Your goal. Please give the data again in full, exactly as it reads.

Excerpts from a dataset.
——————————

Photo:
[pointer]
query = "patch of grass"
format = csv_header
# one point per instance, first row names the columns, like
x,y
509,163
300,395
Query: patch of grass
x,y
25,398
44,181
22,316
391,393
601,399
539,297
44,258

——————————

Response.
Photo:
[pointer]
query = "patch of grass"
format = csv_header
# one point per instance, first row names the columns, like
x,y
509,163
300,395
Query: patch of grass
x,y
25,398
44,181
22,316
391,393
601,399
539,297
44,258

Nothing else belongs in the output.